* **Work required**:
Can you rewrite the records from the line containing "Definition first: for each instance of the girl's arm, the" through the line containing "[[582, 236], [92, 310]]", both lines included, with every answer coordinate offset by adding 69 and everything else unchanged?

___ Entries ___

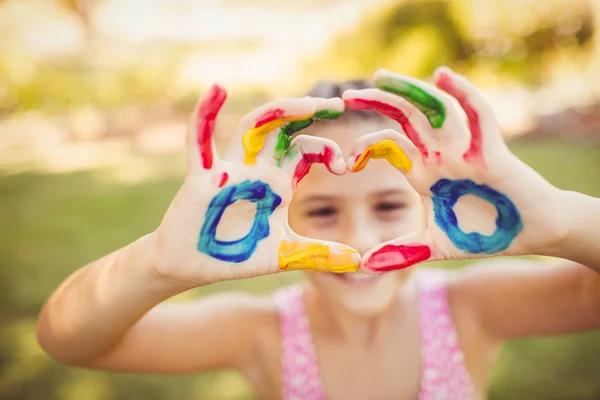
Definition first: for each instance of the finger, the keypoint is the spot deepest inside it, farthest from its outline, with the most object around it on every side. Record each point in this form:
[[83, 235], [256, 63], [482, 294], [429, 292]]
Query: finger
[[200, 138], [386, 144], [252, 132], [481, 118], [413, 122], [326, 109], [301, 253], [400, 253], [427, 98], [438, 107], [307, 150]]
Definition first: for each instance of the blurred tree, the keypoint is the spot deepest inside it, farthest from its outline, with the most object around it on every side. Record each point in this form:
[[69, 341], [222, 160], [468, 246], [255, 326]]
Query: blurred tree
[[506, 36]]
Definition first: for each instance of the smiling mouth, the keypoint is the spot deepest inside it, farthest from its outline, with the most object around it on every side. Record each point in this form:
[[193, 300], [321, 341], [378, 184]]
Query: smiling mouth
[[358, 278]]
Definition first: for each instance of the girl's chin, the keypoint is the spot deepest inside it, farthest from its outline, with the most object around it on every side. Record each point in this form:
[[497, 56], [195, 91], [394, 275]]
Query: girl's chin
[[359, 279]]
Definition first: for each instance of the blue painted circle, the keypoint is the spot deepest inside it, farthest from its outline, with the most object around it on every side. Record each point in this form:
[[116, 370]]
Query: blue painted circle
[[508, 223], [238, 250]]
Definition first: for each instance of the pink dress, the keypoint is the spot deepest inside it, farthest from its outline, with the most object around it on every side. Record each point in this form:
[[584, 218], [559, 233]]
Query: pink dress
[[444, 374]]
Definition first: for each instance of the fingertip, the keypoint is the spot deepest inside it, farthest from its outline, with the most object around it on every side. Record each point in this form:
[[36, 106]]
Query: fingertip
[[349, 94], [381, 73]]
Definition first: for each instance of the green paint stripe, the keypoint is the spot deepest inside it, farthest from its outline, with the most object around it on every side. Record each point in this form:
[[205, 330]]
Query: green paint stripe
[[430, 105], [282, 148]]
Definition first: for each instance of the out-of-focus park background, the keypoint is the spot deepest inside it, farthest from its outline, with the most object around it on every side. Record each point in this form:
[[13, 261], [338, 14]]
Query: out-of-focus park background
[[94, 100]]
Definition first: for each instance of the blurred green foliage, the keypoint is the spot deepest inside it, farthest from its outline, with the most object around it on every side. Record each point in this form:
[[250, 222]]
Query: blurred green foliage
[[415, 37], [58, 222]]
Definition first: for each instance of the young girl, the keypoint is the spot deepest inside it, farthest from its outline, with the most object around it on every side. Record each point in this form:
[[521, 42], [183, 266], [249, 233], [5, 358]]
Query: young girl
[[358, 328]]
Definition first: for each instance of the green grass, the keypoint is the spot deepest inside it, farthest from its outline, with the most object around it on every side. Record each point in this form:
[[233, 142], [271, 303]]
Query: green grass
[[54, 223]]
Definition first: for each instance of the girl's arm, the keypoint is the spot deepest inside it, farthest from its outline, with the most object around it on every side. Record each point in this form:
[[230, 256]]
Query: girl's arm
[[582, 233], [513, 298], [106, 315]]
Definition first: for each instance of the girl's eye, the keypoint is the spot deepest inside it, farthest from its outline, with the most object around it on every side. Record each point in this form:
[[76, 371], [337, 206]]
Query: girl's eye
[[322, 212]]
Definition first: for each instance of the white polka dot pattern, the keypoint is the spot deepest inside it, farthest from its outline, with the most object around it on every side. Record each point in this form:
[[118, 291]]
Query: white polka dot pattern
[[444, 377], [301, 378]]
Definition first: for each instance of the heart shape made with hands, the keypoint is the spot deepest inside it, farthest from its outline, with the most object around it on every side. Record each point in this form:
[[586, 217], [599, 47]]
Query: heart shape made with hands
[[452, 147]]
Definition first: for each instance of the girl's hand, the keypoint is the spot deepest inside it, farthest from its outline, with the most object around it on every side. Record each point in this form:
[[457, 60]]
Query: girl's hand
[[479, 199], [229, 219]]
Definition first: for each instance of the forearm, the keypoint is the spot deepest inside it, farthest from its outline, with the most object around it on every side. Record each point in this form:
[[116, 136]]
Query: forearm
[[582, 236], [92, 310]]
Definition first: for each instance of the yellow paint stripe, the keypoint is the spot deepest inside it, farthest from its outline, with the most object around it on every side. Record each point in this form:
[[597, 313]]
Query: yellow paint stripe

___

* **Worked answer**:
Definition first: for each instance of the girl's arm, the keypoint is the spot deepest inside it, farthest from its outline, with the most object around it on every side. Record each point in this form:
[[230, 256]]
Query: girl's arm
[[651, 302], [582, 367], [175, 384]]
Definition first: for each instance of the girl's eye, the keypoint is the spot deepest inside it, farthest from its outline, with the most object around it on every side. Record each point in this form:
[[76, 371], [337, 206]]
Query: girl's eye
[[391, 281]]
Definition first: for each instance of the white polka dot pattern, the keypoint is the spot deepest inside it, farthest from its outline, with the most object around it on every side. Record each point in this form:
[[118, 291]]
Query: white polka dot pattern
[[513, 446], [370, 447]]
Definition first: for each instance of the heart shape made with hands, the keypoint is the spot deepest inside it, farthest from its outline, with the most object around it on every side. Record each point in this form:
[[586, 217], [599, 47]]
Query: heart shape made with hands
[[521, 216]]
Definition first: for each instance of the girl's hand, the keypoint is the spot deepest inside it, farthest from its outline, with the most object around it on every side. Record each point in this form:
[[457, 60]]
Query: girl's hand
[[548, 268], [298, 288]]
Definition first: for each instance of the forearm, the keypoint is the spot deepest inside it, farthest from its outline, with the most object around it on every side. Record each point in this form:
[[116, 136]]
Query: forearm
[[651, 305], [161, 379]]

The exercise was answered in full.